### Task to carry out
Can you quote the entries below verbatim, from their very first line through the line containing "162 150 L 168", including both of those lines?
* begin *
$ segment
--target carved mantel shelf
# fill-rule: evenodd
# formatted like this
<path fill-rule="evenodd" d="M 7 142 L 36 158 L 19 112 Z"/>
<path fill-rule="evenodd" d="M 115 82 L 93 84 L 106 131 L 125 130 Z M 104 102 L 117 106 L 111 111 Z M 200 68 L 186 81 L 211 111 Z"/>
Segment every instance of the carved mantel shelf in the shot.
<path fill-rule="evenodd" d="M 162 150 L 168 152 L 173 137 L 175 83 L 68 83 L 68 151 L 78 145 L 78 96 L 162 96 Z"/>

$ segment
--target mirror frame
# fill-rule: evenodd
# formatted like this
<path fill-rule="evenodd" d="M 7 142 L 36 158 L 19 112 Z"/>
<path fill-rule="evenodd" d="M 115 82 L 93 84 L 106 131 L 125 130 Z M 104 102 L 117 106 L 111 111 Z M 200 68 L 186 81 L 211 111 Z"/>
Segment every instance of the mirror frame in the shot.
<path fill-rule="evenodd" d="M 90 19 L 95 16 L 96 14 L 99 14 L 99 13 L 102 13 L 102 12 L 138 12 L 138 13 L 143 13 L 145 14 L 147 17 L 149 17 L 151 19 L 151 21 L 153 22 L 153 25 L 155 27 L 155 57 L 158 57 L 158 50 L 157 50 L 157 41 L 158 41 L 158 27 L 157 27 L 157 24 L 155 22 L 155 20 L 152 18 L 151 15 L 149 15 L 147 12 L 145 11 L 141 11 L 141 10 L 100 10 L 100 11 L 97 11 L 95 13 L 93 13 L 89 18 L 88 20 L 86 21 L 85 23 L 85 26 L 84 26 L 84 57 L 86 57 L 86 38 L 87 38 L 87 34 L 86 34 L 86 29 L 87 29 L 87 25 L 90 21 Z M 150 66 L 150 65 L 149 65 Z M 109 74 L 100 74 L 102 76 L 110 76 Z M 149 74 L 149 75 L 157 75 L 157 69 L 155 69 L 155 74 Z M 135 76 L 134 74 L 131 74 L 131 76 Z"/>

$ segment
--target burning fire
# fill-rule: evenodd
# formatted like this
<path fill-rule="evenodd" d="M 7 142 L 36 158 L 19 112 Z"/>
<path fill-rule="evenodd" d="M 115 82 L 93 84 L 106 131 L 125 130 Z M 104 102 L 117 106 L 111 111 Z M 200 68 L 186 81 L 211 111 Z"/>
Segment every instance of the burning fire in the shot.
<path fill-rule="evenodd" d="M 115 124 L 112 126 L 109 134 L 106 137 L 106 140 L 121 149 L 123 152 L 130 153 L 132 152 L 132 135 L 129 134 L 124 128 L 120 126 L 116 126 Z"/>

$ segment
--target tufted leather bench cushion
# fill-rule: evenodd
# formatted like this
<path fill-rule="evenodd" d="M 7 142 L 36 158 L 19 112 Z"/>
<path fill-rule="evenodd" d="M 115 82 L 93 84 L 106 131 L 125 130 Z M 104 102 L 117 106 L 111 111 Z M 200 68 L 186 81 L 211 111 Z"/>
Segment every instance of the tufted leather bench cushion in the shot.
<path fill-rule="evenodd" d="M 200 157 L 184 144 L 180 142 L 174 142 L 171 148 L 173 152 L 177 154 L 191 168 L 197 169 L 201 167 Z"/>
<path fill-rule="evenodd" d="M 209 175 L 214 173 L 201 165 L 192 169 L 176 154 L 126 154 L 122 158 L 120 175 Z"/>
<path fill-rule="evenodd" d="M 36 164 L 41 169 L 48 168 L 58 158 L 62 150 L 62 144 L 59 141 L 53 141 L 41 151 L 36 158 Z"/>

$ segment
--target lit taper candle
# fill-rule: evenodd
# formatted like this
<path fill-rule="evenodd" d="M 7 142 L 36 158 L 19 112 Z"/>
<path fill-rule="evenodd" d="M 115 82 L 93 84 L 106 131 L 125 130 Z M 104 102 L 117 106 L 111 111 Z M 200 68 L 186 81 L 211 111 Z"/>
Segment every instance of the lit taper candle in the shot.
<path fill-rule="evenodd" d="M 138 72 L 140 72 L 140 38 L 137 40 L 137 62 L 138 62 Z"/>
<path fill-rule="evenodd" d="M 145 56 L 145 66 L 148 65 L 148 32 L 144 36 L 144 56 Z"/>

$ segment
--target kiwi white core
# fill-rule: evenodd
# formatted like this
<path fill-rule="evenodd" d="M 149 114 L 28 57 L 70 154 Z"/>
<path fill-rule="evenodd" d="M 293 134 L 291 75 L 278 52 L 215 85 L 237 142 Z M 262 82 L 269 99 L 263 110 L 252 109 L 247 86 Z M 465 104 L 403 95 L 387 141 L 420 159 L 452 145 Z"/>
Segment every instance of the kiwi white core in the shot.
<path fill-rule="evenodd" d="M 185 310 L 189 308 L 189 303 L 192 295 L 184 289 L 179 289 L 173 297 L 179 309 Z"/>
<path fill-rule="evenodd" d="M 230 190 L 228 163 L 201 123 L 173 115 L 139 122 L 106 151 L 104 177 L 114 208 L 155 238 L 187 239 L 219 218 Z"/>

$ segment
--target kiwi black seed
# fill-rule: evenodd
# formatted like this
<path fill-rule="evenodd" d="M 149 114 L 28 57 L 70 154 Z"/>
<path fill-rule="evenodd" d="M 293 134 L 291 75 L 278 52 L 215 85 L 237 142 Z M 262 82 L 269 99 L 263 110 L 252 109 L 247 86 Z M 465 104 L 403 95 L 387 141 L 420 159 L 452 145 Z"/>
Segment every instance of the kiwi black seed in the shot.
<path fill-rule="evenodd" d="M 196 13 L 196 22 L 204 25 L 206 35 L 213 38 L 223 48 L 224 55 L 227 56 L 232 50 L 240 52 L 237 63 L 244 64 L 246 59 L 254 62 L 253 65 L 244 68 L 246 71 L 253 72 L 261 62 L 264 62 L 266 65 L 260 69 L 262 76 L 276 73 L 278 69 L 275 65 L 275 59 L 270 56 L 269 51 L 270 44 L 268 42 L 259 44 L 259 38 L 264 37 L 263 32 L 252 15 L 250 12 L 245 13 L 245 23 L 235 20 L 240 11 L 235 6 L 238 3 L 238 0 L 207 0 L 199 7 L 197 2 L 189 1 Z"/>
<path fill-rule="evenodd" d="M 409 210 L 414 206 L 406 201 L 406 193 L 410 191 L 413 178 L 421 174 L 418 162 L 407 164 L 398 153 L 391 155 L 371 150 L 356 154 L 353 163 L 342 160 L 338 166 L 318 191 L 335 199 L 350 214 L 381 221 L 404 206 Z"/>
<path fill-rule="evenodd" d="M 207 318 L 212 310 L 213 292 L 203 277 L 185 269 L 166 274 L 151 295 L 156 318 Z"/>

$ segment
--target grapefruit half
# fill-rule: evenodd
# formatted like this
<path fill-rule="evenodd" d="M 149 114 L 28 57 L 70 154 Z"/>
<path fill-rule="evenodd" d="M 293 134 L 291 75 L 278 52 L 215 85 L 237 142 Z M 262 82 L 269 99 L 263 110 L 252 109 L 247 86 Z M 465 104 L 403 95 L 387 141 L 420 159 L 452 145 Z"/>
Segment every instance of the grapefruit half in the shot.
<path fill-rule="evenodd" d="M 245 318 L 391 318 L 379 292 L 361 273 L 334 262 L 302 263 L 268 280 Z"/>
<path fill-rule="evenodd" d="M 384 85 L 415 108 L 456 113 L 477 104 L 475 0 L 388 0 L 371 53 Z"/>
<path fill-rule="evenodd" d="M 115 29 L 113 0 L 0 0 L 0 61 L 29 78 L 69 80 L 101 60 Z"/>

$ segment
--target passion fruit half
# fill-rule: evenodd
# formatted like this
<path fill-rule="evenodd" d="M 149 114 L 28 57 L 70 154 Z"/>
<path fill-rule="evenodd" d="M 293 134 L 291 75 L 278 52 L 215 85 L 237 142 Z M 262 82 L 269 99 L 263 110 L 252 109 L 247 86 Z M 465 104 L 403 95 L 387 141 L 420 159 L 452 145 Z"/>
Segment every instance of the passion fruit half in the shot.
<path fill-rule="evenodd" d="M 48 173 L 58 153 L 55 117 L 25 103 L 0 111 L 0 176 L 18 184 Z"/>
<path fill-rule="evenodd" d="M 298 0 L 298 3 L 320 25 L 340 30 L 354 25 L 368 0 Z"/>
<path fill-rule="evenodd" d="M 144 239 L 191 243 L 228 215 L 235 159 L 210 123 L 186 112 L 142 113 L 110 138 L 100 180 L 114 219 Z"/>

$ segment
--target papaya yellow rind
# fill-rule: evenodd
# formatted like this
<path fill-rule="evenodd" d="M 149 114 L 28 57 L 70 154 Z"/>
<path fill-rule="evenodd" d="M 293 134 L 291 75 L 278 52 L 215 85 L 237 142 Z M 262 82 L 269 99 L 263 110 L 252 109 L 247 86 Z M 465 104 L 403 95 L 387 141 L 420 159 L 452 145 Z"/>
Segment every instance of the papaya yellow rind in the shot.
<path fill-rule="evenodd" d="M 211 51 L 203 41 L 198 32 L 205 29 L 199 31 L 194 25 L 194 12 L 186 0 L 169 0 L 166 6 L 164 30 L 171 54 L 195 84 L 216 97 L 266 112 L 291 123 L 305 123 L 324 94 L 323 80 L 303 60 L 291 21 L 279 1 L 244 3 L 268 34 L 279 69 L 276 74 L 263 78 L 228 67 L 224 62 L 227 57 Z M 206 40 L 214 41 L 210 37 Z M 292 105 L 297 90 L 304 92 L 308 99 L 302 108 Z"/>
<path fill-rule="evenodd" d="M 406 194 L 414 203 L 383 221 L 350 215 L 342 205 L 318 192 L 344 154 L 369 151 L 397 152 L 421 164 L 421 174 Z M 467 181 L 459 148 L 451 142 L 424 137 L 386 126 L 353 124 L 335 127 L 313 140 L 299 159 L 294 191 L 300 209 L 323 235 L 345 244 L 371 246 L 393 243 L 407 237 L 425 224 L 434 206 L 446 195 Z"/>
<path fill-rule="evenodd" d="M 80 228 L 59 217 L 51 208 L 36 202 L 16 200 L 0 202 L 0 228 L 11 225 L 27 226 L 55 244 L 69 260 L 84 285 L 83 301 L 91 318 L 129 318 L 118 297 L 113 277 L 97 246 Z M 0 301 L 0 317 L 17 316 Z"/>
* end *
### Solution
$ segment
--target carved mantel shelf
# fill-rule: evenodd
# formatted like this
<path fill-rule="evenodd" d="M 7 142 L 36 158 L 19 112 Z"/>
<path fill-rule="evenodd" d="M 115 82 L 93 84 L 106 131 L 125 130 Z M 104 102 L 117 106 L 111 111 Z M 200 68 L 186 81 L 211 111 Z"/>
Segment every instance of the carved mantel shelf in the shot.
<path fill-rule="evenodd" d="M 162 150 L 168 152 L 173 137 L 175 83 L 68 83 L 68 151 L 78 145 L 78 96 L 162 96 Z"/>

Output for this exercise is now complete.